• Given request
According to the excerpt on CuO thin films, what was observed when growth continued beyond the 6-day period?

• Excerpted text
━━━━

Results and discussions

Figure 2 describes the observed relationship between thin film thickness at the end of 6 days and the KOH concentration used. It is observed that the thickness of the deposited CuO thin films has a direct relationship with the KOH concentration when the number of days of self-assembly was kept fixed. The measurements show the thickness of the films is in the range of ~ 1.3–2.1 µm. Beyond the 6-day growth period, we observed that the films were beginning to peel off from the substrate.

Fig. 2

Variation of CuO thin film thickness with KOH concentration

XRD patterns of CuO thin films grown using different KOH molarity conditions are shown in Fig. 3. For all of the five samples, XRD peaks were observed at 2θ values of 32.56°, 35.58°, 38.76°, 48.95°, 53.39°, 58.26°, 66.46°, 68.05° and 75.20° which could be indexed to the (110), (002), (111), \((20\overline{2 }\)), (020), (202), \((31\overline{1 }\), (220), and \((22\overline{2 })\) planes respectively of the monoclinic CuO (ICCD-96-101-1195).

Fig. 3

XRD patterns of CuO0.1 M, CuO0.5 M, CuO1 M, CuO1.5 M and CuO2 M samples

The peaks at 2θ values of 43.40° and 50.56° could be attributed to (111) and (200) planes of cubic structured Cu (ICCD-96-901-2955). The calculated unit cell parameters are tabulated in Table 1. We observed that the intensity of Cu peaks decreases as the concentration of KOH increases which could be reasoned to the increase in thickness of the samples corresponding to the increase in the KOH concentration. For CuO1.5 M an additional peak was observed at 36.56° and for CuO2 M samples, two additional peaks at 36.56° and 42.42° were observed which corresponds to the (111) and (020) planes respectively of cubic Cu₂O (96-101-0942). This observation could be recognized as the deposition of Cu₂O on the copper foil due to an incomplete reaction at the film–foil interface [12]. Nuengruethai et al. reported that Cu₂O impurities occur in facile deposited CuO nanostructures as the deposition time increases [12]. From XRD analysis, it is clear that when the molarity of the KOH solution is increased beyond 1 M additional Cu₂O impurities occur. Among the three samples CuO0.1 M, CuO0.5 M, and CuO1 M where no Cu₂O impurities were identified the CuO1 M samples show relatively higher XRD intensity for all CuO peaks. Hence this sample was identified to be the optimum in terms of its crystallization. Figure S1 (supplementary) shows the magnified peak images of 2θ values 36.56° and 42.42°.

Table 1 Summary of calculated values of unit cell parameters, crystallite size, strain, dislocation density, and crystallite number for the CuO thin film samples

The Scherrer equation was used to determine the average crystallite size (D) of the CuO thin films [13]:

$$D=\frac{K\lambda }{\beta {\text{Cos}}(\theta )},$$

(1)

where K is the Scherrer constant (K = 0.9), which is affected by the size distribution and crystallite form, λ = 1.5418 A° is the X-ray wavelength, \(\theta\) is the Bragg angle, and β is the full width at half maximum (FWHM) of the plane.

━━━━

• Given material
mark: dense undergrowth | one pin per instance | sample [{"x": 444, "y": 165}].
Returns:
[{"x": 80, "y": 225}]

━━━━

• Answer to this task
The films began to peel off from the substrate.